Point placement records:
★ ★ ★ ★
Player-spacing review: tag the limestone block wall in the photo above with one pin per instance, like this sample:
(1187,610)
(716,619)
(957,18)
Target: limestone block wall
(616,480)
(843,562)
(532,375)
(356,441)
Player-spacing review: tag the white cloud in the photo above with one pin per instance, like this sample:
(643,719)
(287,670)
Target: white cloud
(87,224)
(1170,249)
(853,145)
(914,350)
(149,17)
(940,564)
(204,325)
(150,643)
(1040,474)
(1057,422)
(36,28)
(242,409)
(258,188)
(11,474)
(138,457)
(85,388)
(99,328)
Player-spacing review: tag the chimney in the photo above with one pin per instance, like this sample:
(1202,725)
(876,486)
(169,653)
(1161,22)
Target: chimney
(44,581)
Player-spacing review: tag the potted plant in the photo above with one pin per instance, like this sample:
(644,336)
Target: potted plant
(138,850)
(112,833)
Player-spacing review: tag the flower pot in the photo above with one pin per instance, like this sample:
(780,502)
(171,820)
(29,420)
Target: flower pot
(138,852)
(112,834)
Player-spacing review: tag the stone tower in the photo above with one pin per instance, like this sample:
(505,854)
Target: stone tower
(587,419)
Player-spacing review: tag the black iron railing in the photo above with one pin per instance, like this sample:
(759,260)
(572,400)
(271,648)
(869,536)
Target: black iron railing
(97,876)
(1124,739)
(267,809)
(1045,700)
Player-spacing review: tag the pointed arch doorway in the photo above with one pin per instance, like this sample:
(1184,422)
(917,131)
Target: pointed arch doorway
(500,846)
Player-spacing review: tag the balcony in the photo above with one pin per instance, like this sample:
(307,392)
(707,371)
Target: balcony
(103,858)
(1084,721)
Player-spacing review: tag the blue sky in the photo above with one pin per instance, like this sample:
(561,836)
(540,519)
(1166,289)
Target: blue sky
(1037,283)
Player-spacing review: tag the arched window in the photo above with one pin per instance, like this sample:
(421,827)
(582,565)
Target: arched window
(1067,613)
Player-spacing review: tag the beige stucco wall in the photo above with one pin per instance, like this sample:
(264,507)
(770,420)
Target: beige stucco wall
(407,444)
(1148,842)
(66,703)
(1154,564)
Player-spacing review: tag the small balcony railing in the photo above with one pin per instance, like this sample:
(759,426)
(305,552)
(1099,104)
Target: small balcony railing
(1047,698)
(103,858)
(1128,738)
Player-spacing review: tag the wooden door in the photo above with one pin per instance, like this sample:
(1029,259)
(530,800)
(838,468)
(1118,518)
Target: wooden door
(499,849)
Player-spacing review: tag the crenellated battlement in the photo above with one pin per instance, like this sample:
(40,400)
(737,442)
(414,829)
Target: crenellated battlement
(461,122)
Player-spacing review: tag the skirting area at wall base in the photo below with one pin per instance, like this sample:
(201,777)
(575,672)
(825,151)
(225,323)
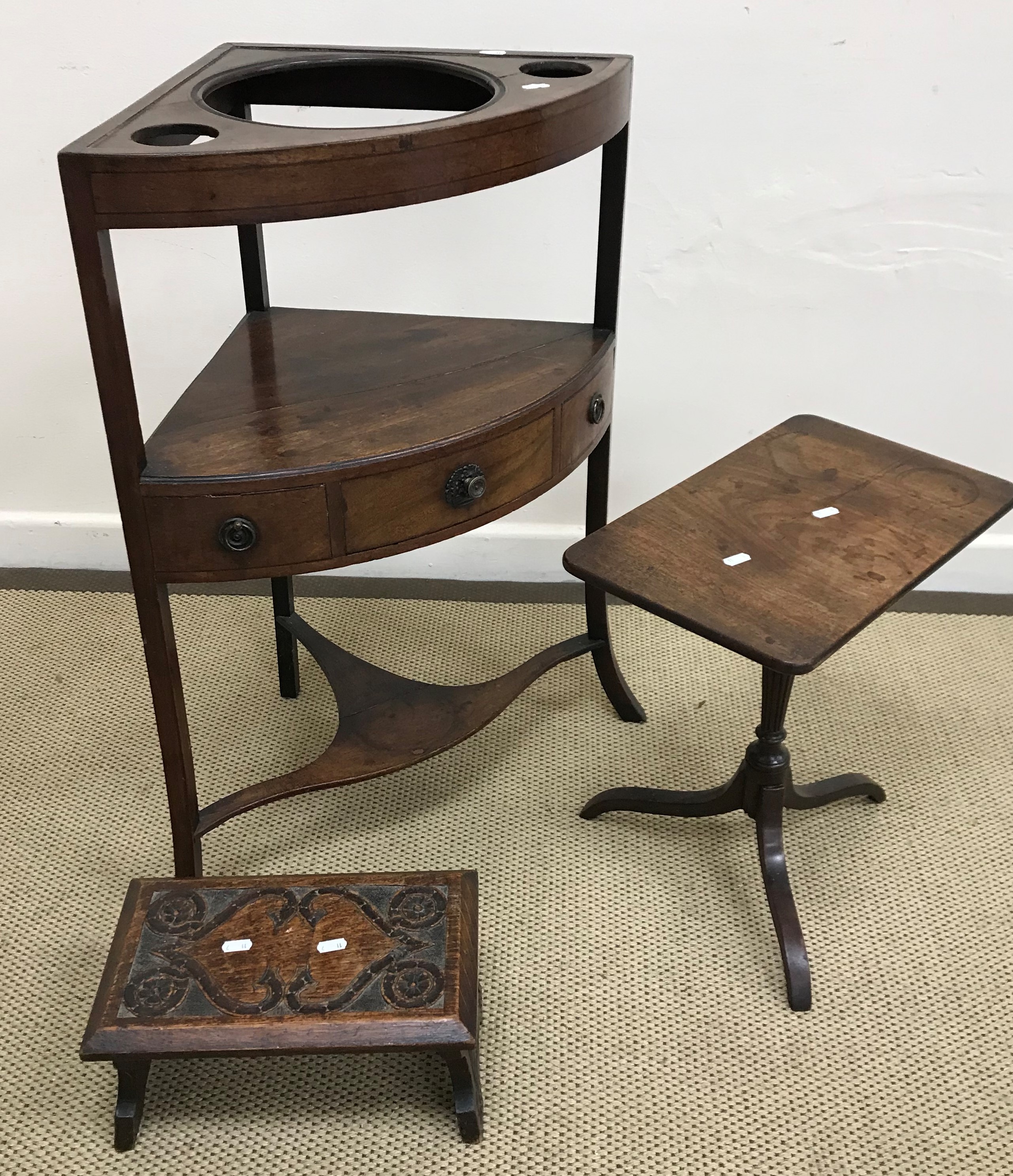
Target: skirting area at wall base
★ ★ ★ ★
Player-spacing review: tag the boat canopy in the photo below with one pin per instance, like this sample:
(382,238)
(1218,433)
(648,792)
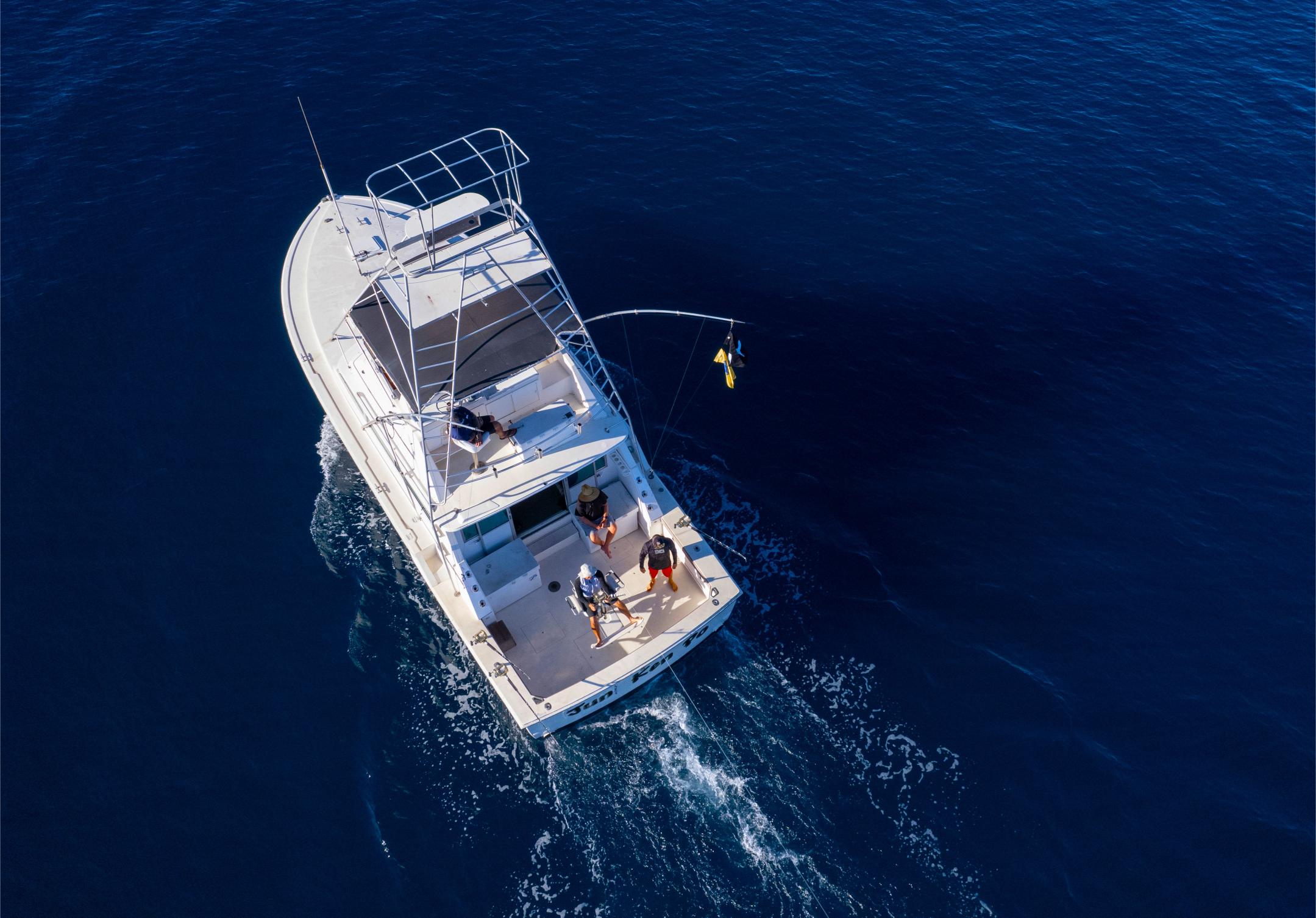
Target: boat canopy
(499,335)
★ ★ ★ ★
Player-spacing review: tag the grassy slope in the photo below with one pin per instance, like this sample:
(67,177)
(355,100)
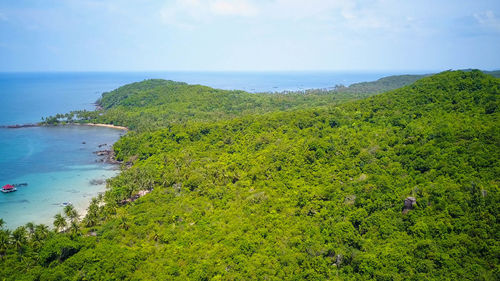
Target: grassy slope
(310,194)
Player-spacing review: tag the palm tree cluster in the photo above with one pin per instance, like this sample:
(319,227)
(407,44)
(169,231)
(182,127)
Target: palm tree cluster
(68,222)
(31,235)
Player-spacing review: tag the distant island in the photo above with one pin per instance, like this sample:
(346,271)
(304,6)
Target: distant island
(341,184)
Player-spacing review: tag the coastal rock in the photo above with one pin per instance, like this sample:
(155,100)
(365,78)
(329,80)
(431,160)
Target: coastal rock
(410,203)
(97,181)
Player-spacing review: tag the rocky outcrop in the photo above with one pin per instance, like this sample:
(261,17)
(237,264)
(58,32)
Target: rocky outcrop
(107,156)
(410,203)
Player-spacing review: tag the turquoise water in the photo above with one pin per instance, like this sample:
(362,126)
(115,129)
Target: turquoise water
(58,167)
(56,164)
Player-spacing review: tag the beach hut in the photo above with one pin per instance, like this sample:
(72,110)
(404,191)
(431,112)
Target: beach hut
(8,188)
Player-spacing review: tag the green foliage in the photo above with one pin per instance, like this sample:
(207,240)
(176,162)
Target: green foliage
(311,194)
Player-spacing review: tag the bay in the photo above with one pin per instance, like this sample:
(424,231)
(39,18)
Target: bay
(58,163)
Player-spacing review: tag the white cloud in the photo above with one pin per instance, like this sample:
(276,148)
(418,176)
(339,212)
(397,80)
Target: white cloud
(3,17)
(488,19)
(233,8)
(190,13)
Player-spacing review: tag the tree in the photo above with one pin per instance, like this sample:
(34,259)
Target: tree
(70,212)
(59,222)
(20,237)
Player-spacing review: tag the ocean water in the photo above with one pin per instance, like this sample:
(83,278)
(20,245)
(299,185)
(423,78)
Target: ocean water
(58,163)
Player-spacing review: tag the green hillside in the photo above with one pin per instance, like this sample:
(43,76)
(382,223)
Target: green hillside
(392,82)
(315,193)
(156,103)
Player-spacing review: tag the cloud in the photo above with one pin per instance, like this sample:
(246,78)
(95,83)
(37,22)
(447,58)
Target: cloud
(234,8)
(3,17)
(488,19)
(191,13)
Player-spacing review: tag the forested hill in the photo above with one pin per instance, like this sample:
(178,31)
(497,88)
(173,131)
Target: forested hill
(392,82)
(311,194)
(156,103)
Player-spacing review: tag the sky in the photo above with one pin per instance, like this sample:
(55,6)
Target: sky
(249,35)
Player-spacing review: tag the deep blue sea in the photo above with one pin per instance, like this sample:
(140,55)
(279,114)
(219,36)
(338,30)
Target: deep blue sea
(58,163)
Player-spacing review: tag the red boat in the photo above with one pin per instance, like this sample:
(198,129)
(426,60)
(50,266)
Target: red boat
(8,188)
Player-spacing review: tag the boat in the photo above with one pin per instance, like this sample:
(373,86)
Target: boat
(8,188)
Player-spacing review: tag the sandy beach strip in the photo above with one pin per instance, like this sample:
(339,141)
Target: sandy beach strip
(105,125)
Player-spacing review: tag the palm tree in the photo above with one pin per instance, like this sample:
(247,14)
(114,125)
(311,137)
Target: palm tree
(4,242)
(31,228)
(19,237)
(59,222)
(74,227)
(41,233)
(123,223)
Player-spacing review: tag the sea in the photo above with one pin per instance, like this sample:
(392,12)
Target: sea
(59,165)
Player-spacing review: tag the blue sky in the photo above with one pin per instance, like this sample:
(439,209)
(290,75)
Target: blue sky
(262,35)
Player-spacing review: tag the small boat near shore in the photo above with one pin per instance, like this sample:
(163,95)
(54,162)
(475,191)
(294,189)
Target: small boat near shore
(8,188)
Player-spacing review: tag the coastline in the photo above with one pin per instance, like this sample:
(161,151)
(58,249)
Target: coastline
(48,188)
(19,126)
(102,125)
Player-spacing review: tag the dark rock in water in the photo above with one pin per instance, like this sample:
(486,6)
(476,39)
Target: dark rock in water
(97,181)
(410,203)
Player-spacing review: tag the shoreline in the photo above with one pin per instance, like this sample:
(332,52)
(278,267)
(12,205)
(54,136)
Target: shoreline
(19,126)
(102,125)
★ ★ ★ ★
Copy each line from the items above that contains the word "tree", and leave out all other lines.

**OUTPUT OF THE TASK:**
Player-spacing review: tag the palm tree cluster in the photo above with one pin per instance, like this sample:
Target: palm tree cluster
Player-spacing review: tag the tree in the photo above with one pin per instance, like this sample:
Target: tree
Player-spacing review: tag the palm tree in the photo above with one pin per instance, like this sample:
Target: palm tree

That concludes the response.